▸ GIVEN TASK:
Continue the news story about a Hawaii runner returning to the Boston Marathon, starting after its final sentence.

▸ GIVEN TEXT:
Dozens of runners from Hawaii are returning to Massachusetts for next week's Boston Marathon.
One local woman is taking the life-inspiring trek one step further, and she is showing herself and others what giving back really means.
"It was surreal certainly, to be asked to be turned around by armed swat teams," said Jeaney Garcia who plans to run in the Boston Marathon again.
Just a half-mile from the Boston Marathon finish line, Garcia received a bizarre order; go the other way.
"We were just roaming the streets trying to get back because they told us to turn around and we physically went backwards on the course," said she said.
It took Garcia hours, but we now know what was in front of her. The city was thrown into chaos by two bombs. The initial shock quickly gave way to determination.
"Right away there was just this feeling of 'come back to us,'" said Garcia.

Pointing dataset records:
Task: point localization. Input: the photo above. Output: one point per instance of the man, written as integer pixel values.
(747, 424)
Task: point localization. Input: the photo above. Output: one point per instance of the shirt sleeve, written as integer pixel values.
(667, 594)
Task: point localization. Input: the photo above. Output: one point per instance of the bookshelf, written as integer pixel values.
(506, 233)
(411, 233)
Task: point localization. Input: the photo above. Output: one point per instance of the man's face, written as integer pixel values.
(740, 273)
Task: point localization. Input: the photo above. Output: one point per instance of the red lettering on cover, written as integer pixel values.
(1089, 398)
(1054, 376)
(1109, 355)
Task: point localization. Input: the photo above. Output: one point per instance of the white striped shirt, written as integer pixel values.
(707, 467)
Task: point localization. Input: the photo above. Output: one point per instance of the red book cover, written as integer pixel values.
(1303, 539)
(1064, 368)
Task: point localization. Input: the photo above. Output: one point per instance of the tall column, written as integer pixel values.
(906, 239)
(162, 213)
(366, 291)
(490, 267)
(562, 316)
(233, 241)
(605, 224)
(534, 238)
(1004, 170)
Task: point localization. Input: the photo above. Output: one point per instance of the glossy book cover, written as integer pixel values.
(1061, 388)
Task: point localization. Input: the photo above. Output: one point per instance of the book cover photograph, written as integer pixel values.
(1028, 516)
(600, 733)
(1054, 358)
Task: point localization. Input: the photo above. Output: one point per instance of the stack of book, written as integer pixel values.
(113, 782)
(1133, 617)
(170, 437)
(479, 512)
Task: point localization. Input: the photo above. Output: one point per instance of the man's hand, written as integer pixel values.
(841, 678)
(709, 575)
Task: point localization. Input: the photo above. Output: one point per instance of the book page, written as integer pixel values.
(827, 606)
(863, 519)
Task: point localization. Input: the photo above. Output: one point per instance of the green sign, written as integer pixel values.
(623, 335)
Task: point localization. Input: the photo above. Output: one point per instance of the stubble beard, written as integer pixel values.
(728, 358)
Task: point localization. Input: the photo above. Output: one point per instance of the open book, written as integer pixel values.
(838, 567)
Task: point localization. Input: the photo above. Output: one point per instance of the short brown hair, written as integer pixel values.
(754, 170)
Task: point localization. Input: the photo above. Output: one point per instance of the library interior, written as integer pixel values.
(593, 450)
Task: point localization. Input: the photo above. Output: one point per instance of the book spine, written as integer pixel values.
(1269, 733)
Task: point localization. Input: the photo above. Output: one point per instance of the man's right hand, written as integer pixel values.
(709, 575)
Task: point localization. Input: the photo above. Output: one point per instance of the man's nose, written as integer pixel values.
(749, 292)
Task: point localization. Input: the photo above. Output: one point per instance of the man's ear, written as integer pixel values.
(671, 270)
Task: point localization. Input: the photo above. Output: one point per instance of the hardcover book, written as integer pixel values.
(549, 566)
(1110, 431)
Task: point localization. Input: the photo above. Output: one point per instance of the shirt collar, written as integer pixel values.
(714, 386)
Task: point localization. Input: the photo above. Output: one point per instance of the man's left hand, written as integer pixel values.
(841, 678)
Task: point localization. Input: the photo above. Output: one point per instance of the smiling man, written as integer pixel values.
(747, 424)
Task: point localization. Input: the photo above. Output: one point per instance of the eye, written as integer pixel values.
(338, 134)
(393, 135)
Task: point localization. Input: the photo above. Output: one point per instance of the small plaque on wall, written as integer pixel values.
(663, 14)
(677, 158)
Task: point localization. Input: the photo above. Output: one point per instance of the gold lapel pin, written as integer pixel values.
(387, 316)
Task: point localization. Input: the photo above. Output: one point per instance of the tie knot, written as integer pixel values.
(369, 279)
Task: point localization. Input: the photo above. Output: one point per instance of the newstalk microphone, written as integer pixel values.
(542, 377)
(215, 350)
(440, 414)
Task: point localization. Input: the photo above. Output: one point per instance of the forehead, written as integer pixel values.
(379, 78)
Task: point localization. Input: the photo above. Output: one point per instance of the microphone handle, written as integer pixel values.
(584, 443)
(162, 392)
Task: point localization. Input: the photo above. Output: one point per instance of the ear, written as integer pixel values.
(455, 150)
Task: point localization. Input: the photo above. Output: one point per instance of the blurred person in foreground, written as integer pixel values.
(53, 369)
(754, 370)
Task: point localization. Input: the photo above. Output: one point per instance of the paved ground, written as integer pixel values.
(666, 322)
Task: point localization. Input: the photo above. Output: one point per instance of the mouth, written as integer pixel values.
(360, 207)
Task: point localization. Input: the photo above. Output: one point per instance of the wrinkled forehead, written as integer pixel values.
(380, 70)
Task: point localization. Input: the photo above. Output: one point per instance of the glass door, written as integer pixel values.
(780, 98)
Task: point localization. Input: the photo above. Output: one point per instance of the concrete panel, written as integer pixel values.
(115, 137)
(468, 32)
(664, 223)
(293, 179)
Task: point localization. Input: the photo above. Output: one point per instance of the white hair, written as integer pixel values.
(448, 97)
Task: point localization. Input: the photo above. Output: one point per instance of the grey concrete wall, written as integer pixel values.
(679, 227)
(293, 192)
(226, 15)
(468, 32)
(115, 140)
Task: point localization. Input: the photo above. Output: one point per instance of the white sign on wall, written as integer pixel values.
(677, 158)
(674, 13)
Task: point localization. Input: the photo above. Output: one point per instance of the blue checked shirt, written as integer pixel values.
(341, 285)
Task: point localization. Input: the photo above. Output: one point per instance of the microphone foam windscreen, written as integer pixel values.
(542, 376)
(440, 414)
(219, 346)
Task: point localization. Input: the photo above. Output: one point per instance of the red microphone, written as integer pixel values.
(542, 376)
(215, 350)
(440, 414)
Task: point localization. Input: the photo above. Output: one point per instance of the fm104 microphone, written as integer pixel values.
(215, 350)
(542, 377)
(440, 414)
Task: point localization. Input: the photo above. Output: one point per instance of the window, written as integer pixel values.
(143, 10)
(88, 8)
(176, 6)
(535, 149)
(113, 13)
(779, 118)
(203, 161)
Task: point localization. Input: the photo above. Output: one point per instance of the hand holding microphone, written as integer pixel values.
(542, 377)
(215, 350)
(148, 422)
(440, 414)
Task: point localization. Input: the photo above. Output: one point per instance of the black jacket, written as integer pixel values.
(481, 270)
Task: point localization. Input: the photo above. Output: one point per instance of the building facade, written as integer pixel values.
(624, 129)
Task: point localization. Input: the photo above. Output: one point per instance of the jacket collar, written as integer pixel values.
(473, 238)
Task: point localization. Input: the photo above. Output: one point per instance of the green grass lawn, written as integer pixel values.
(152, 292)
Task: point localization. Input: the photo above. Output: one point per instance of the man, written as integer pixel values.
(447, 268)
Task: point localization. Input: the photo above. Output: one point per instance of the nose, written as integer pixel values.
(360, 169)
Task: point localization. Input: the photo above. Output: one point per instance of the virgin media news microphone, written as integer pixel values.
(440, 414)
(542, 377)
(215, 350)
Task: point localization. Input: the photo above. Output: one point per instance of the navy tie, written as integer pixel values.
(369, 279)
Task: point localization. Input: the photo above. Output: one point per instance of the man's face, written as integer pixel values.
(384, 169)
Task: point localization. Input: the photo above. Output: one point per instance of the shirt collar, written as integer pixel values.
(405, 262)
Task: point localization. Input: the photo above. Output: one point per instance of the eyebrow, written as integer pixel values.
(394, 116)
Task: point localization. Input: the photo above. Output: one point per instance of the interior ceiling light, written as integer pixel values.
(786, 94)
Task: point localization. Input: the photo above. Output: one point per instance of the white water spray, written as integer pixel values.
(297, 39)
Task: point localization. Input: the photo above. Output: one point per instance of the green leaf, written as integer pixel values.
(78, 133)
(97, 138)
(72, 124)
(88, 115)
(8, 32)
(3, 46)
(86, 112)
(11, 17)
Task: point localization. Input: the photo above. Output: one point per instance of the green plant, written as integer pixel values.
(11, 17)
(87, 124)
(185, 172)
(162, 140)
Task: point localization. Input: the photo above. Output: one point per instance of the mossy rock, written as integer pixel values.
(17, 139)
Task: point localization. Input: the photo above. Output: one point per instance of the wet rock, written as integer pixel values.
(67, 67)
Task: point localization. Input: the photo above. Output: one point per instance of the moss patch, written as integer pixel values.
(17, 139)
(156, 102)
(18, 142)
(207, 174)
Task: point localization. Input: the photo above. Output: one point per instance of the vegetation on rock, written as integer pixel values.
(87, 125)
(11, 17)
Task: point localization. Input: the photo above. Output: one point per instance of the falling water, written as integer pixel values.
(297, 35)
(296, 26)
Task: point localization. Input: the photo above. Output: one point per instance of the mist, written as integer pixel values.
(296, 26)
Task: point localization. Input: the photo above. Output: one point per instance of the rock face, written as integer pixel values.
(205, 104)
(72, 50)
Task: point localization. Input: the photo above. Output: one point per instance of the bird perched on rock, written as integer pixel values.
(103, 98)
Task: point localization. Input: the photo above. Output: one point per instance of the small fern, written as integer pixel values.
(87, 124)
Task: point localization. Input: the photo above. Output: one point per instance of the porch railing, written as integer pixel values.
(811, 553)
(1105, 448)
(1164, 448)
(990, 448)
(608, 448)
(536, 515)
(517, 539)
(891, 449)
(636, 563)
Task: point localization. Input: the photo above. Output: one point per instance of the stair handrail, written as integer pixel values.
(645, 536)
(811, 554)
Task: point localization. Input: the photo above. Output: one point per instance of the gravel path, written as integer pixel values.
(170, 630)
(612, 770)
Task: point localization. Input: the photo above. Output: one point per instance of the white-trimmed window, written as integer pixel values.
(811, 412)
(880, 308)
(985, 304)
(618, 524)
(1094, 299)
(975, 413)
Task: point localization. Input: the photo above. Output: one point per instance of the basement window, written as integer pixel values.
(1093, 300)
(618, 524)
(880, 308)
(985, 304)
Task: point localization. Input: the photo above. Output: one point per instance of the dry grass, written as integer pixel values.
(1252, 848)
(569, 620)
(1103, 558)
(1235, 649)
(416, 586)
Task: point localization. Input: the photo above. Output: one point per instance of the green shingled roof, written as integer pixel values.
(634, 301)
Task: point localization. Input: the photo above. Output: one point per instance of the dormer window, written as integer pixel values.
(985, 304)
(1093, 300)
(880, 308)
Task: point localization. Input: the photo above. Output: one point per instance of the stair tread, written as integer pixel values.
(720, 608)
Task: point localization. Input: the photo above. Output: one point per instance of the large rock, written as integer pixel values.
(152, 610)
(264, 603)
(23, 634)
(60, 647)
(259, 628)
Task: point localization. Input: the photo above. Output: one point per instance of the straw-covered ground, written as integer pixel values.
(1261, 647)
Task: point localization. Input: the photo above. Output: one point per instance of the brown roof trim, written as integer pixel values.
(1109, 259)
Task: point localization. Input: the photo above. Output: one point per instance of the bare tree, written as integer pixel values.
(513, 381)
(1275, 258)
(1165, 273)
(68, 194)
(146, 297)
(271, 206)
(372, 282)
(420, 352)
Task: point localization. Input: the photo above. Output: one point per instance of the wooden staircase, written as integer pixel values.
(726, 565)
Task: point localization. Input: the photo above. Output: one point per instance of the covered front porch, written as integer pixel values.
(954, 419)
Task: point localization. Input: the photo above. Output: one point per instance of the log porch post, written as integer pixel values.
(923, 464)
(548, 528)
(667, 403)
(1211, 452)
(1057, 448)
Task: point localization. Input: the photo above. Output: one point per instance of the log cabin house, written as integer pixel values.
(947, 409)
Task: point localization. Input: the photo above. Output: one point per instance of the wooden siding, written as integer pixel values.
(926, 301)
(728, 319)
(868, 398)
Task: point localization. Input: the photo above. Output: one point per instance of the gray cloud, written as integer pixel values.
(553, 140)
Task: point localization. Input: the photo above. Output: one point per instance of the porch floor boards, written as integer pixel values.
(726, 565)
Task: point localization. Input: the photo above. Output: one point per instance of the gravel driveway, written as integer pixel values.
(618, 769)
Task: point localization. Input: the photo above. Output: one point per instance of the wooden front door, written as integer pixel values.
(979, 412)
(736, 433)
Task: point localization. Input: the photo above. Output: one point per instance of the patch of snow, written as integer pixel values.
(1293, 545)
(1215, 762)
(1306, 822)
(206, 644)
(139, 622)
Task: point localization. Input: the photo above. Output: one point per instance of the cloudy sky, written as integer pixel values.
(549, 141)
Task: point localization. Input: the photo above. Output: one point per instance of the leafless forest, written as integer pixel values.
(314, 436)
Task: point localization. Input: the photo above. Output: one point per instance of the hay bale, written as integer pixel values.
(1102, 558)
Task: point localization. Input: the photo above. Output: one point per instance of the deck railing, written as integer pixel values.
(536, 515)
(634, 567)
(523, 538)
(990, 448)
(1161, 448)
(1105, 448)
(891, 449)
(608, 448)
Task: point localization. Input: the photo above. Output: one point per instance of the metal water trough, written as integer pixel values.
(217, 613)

▸ RESPONSE:
Now she's running it again.
"It will be quite an emotional experience to go back," she said. "Feeling good, feeling strong, feeling able!"
In 2013, Hawaii's "Team in Training" rose to more than 50 and each matched memories of tragedy with excitement over the energy in Boston.
"The whole way you're being cheered on. There's no other feeling like it," said Garcia.
She says many are returning. The group is supporting the Leukemia & Lymphoma Society and they are anxious to run for those who can't.
"I'm raising money -- trying to raise awareness and it's important," she said.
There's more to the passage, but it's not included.